### SELECTED TEXT
Hardware element down-radware-alteon-os

error
health-checks
alteon-os
radware
Hardware element down-radware-alteon-os
0

#1

Hardware element down-radware-alteon-os

Vendor: radware

OS: alteon-os

Description:
Alert if any hardware elements are not operating correctly.

Remediation Steps:
Troubleshoot the hardware element as soon as possible.

How does this work?
This script leverages the Radware Alteon’s API to detect that all available PSU slots are in use. Detection of an empty PSU slot will trigger an alert.

Why is this important?
It is difficult to identify when a power supply fails unless actively tragging the logs or setting up an SNMP trap. Even then, it is hard to determine whether or not the device comes back up within a reasonable amount of time and identifying patterns in which the PS fails is important as well.

Without Indeni how would you find this?
An administrator would need to SSH into CLI on the device and run the command “info/sys/ps” to clearly identify if a PSU is installed in each available slot.

radware-api-config-hwPowerSupplyStatus

#! META
name: radware-api-config-hwPowerSupplyStatus
description: Get the status of the power supplies.
type: monitoring
monitoring_interval: 5 minute 
requires:
    os.name: "alteon-os"
    vendor: "radware"

#! COMMENTS
power-supply-inserted:
    why: |
        Network devices that do not have redundant power supplies are at risk for a complete service outage should there be a loss of power to the device. It is best practice to install multiple PSU's with separate power sources whenever possible. 
    how: |
        This script leverages the Radware Alteon's API to detect that all available PSU slots are in use. Detection of an empty PSU slot will trigger an alert.

### DIRECTIONS FOR THIS TASK
Quote the full page on the Radware Alteon hardware-element alert, word for word.

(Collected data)
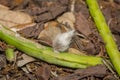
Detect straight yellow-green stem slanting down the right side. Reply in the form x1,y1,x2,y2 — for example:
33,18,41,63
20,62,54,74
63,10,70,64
86,0,120,76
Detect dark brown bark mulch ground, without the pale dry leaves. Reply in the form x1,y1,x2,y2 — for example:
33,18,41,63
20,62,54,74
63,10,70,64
0,0,120,80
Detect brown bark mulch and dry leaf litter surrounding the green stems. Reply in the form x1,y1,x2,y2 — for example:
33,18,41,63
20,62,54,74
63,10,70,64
0,0,120,80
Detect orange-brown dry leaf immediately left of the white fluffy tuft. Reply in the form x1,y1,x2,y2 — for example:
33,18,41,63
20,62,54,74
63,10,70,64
38,21,61,45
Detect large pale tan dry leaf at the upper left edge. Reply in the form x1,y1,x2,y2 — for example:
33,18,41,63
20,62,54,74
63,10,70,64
0,8,32,28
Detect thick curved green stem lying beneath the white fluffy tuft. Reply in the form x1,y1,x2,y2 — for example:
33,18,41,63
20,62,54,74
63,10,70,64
0,25,103,68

### COMPLETED TASK
Hardware element down-radware-alteon-os

error
health-checks
alteon-os
radware
Hardware element down-radware-alteon-os
0

#1

Hardware element down-radware-alteon-os

Vendor: radware

OS: alteon-os

Description:
Alert if any hardware elements are not operating correctly.

Remediation Steps:
Troubleshoot the hardware element as soon as possible.

How does this work?
This script leverages the Radware Alteon’s API to detect that all available PSU slots are in use. Detection of an empty PSU slot will trigger an alert.

Why is this important?
It is difficult to identify when a power supply fails unless actively tragging the logs or setting up an SNMP trap. Even then, it is hard to determine whether or not the device comes back up within a reasonable amount of time and identifying patterns in which the PS fails is important as well.

Without Indeni how would you find this?
An administrator would need to SSH into CLI on the device and run the command “info/sys/ps” to clearly identify if a PSU is installed in each available slot.

radware-api-config-hwPowerSupplyStatus

#! META
name: radware-api-config-hwPowerSupplyStatus
description: Get the status of the power supplies.
type: monitoring
monitoring_interval: 5 minute 
requires:
    os.name: "alteon-os"
    vendor: "radware"

#! COMMENTS
power-supply-inserted:
    why: |
        Network devices that do not have redundant power supplies are at risk for a complete service outage should there be a loss of power to the device. It is best practice to install multiple PSU's with separate power sources whenever possible. 
    how: |
        This script leverages the Radware Alteon's API to detect that all available PSU slots are in use. Detection of an empty PSU slot will trigger an alert.